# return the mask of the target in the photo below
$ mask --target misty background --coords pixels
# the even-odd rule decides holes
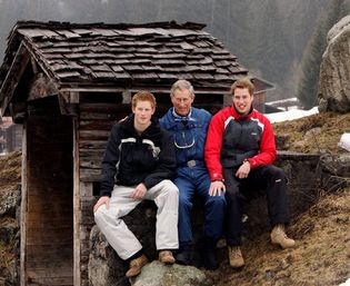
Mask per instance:
[[[318,66],[329,28],[350,0],[0,0],[0,58],[18,20],[207,24],[250,72],[276,85],[268,101],[316,105]],[[307,63],[306,63],[307,62]],[[307,65],[307,67],[304,67]],[[309,66],[308,66],[309,65]],[[312,68],[310,68],[310,65]],[[313,95],[310,95],[313,93]],[[310,98],[311,97],[311,98]]]

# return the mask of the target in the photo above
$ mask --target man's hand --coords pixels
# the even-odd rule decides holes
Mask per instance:
[[[236,177],[239,179],[246,179],[250,172],[250,162],[249,161],[243,161],[241,167],[236,172]]]
[[[214,180],[210,184],[209,196],[221,196],[221,191],[226,193],[226,187],[223,181]]]
[[[110,201],[110,198],[108,196],[100,197],[99,200],[93,206],[93,213],[96,213],[98,208],[102,205],[106,205],[106,207],[109,208],[109,201]]]
[[[147,188],[143,183],[139,184],[133,193],[131,194],[131,198],[133,199],[142,199],[146,195]]]

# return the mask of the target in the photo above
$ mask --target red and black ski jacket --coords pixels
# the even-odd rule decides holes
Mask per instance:
[[[233,107],[220,110],[209,125],[204,158],[212,180],[223,179],[222,167],[238,168],[246,159],[251,168],[271,165],[276,142],[269,119],[256,109],[246,116]]]

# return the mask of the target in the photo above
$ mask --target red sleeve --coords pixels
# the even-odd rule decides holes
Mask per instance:
[[[271,165],[276,159],[276,141],[272,126],[268,118],[261,116],[259,121],[263,124],[263,131],[260,140],[260,152],[249,158],[251,168],[260,165]]]
[[[220,162],[223,130],[224,116],[219,111],[211,118],[204,147],[204,159],[211,180],[223,179]]]

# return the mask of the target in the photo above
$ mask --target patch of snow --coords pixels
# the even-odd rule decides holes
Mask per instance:
[[[343,134],[338,146],[350,152],[350,134]]]
[[[344,283],[340,284],[339,286],[350,286],[350,278],[346,280]]]
[[[302,109],[291,109],[282,112],[274,112],[274,114],[266,114],[264,116],[269,118],[271,124],[282,122],[287,120],[294,120],[302,117],[317,115],[319,112],[318,107],[313,107],[310,110],[302,110]]]

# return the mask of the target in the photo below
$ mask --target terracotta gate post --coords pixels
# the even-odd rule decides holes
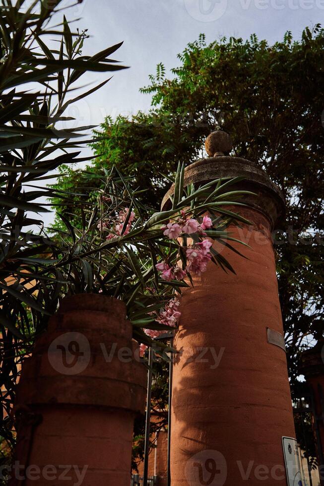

Short exercise:
How many of the lines above contain the string "coords", with case counting? Give only the number.

Full response:
6